» **Record extracts**:
* * *

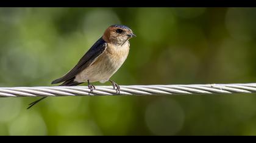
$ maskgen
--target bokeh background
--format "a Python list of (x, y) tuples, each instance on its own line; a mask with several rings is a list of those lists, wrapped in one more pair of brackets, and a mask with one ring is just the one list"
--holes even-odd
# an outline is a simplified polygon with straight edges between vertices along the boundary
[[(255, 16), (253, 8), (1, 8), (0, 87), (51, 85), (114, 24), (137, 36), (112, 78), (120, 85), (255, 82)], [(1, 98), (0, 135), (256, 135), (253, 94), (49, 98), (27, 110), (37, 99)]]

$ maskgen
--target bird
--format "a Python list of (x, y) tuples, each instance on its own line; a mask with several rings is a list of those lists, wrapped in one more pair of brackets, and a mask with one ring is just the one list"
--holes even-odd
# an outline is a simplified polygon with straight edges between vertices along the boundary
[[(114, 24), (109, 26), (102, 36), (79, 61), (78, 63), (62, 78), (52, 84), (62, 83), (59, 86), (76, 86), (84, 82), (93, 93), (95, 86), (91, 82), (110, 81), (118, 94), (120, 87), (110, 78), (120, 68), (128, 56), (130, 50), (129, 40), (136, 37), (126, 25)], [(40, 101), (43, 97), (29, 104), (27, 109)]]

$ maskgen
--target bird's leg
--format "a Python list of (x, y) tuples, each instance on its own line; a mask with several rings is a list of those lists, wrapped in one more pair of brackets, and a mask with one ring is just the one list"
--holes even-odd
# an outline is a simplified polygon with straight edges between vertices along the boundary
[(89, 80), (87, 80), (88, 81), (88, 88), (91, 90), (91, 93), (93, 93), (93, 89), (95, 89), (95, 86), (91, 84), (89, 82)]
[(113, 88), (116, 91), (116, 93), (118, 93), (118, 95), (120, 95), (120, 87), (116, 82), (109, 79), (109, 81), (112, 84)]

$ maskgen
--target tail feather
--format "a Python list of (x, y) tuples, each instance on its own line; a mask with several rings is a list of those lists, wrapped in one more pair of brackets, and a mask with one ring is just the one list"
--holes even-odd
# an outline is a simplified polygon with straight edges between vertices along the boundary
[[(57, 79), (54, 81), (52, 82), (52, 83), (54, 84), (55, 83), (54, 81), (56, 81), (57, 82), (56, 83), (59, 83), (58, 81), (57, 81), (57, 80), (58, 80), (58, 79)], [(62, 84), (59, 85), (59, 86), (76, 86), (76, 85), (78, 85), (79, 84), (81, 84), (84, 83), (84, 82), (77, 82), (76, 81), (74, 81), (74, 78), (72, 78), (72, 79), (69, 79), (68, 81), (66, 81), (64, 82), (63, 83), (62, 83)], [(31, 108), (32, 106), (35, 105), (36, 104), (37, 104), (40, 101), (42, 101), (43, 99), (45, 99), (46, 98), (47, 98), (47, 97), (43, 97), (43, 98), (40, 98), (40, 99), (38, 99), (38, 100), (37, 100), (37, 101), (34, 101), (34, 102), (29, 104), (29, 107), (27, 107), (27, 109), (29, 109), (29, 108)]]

* * *

Write out the stretch from the start of the records through the line containing "81), (112, 84)]", requests included, raising every coordinate in the outline answers by 5. Leave the pictures out.

» **The solution**:
$ maskgen
--target bokeh background
--format "a Python list of (x, y) tuples, each instance on its own line; a mask with several rings is a list of those lists, wrapped in one more pair of brackets, and a mask with one ring is just the one list"
--holes even-odd
# an outline is a simplified polygon with straight edges between vertices along the boundary
[[(260, 21), (258, 13), (6, 13), (5, 92), (56, 90), (119, 29), (142, 41), (117, 83), (125, 90), (260, 87)], [(6, 103), (5, 140), (261, 140), (258, 99), (54, 103), (32, 115), (42, 104)]]

$ maskgen
--target bird
--format "a Python list of (x, y) tuples, each instance on its own line; a mask with several rings is a list of those lists, wrapped in one more pair of brackets, and a mask with one ring is just the one list"
--holes even-odd
# an outline is a simplified polygon with straight edges between vertices along the boundary
[[(119, 29), (114, 31), (107, 41), (84, 66), (83, 68), (67, 83), (57, 89), (67, 88), (64, 91), (81, 91), (89, 87), (98, 98), (100, 91), (96, 87), (115, 86), (123, 99), (125, 92), (115, 83), (125, 73), (133, 61), (135, 55), (134, 45), (141, 42), (131, 30)], [(45, 106), (48, 102), (34, 109), (32, 114)]]

$ maskgen
--target bird's leg
--format "a Python list of (x, y) tuples, each instance on its own line; a mask with several rings is a list of those lists, wrapped in one more pair of brackets, and a mask with one ring is just the one list"
--holes even-odd
# an outline is a simplified polygon with straight edges between vertices along the boundary
[(94, 85), (92, 85), (93, 86), (93, 93), (96, 95), (96, 98), (98, 98), (98, 94), (100, 94), (100, 91), (96, 89), (94, 87)]
[(118, 93), (121, 96), (121, 98), (123, 98), (123, 100), (125, 100), (125, 92), (121, 87), (114, 84), (114, 86), (117, 89)]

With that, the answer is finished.